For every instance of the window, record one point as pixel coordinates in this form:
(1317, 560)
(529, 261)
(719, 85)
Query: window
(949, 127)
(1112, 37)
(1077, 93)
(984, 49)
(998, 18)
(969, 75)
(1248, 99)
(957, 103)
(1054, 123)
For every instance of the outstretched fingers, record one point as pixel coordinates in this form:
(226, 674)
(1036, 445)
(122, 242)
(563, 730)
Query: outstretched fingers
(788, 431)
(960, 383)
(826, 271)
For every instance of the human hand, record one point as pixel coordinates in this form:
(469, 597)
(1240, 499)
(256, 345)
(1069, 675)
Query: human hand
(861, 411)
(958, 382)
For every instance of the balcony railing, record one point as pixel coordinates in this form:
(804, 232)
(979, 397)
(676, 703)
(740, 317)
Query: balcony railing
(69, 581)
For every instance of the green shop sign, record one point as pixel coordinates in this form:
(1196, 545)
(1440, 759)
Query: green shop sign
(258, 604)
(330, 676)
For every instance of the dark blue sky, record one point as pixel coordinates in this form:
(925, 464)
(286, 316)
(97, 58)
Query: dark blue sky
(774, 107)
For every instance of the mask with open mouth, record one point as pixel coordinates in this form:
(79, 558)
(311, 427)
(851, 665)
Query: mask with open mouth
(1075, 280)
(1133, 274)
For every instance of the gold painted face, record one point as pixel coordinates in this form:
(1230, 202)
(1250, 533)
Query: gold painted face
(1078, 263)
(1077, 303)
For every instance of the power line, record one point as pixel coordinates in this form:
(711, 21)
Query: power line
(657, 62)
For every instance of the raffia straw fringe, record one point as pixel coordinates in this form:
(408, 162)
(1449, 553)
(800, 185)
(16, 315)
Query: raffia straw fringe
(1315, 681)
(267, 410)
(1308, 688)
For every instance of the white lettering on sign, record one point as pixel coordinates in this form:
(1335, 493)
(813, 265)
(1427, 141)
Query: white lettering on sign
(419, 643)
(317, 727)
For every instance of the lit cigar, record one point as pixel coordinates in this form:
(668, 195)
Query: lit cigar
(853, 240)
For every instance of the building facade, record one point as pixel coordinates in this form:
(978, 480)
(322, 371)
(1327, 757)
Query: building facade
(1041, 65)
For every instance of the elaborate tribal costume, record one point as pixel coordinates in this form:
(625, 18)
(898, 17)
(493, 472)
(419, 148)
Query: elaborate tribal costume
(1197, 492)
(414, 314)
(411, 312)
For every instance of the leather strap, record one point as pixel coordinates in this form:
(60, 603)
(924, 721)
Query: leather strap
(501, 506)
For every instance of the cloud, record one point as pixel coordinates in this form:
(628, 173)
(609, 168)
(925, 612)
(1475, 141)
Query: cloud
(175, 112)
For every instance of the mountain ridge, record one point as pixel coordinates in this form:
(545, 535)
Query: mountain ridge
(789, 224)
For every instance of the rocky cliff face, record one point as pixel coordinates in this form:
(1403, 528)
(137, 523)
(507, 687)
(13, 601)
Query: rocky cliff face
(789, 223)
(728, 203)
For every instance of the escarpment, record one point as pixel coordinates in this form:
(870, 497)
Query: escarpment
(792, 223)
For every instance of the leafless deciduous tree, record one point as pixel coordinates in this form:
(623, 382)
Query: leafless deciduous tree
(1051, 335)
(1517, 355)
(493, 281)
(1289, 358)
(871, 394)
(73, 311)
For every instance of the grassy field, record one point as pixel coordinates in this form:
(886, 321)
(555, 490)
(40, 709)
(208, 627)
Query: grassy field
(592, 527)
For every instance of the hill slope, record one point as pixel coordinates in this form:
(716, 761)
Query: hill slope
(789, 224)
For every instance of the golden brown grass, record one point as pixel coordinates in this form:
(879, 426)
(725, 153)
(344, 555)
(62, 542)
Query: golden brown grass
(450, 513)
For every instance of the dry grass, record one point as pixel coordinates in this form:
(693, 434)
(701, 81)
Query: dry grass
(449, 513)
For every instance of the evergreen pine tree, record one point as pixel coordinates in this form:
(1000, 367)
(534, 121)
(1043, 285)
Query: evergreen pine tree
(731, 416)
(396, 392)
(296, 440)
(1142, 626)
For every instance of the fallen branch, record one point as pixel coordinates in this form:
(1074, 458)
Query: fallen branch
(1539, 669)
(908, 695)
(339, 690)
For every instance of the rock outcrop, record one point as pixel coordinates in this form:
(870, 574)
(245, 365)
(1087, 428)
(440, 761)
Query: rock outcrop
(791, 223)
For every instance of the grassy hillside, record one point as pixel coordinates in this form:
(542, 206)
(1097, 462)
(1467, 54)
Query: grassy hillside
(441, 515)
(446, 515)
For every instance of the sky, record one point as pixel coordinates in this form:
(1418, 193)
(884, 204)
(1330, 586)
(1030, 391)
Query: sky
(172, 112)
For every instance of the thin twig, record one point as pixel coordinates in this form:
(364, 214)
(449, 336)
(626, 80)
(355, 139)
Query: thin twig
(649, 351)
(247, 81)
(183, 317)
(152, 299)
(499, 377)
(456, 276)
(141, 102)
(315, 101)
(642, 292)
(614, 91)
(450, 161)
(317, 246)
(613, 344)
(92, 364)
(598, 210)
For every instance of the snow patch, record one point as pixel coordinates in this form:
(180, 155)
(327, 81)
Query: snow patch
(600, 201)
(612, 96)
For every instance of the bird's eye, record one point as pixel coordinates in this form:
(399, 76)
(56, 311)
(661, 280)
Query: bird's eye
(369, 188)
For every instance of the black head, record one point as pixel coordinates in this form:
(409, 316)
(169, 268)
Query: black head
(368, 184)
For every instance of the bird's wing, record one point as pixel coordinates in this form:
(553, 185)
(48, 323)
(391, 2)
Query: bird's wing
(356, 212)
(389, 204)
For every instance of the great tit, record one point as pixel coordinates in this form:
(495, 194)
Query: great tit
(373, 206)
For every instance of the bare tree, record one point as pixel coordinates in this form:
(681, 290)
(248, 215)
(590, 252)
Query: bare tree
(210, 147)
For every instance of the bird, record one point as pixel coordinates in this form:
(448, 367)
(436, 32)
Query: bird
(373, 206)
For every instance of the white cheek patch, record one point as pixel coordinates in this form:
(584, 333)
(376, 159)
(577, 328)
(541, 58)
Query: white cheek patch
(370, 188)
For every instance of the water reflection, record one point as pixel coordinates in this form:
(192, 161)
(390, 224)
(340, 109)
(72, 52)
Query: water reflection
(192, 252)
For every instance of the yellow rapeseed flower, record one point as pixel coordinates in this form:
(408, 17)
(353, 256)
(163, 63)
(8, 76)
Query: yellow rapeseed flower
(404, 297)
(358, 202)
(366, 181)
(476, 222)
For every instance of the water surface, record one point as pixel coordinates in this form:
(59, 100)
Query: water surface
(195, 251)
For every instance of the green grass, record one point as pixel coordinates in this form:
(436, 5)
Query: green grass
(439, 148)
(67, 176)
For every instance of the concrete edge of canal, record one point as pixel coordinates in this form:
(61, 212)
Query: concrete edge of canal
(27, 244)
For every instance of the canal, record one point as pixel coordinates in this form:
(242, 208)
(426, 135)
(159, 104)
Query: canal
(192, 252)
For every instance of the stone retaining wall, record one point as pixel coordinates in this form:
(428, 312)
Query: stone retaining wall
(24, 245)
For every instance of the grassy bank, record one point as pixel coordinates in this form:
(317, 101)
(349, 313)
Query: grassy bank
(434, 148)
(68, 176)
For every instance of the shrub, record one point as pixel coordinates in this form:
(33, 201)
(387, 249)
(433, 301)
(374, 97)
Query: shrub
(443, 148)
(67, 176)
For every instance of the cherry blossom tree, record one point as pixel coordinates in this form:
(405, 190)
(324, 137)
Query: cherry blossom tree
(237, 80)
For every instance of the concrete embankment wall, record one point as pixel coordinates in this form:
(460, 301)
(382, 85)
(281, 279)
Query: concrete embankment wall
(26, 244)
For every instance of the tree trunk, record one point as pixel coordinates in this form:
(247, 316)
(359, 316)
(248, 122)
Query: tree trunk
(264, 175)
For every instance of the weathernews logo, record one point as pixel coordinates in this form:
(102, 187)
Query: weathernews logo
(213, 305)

(AIM OF THE EXERCISE)
Change "window" to "shutter" in everything from the start of the items down to the line containing "(1054, 123)", and give those lines again with nothing else changed.

(ANSWER TO THE TASK)
For every instance of the shutter, record one point as pixel coordinates in this form:
(1317, 560)
(529, 261)
(719, 85)
Query: shutter
(949, 127)
(1112, 37)
(1077, 93)
(984, 49)
(998, 18)
(969, 75)
(1248, 99)
(957, 103)
(1054, 123)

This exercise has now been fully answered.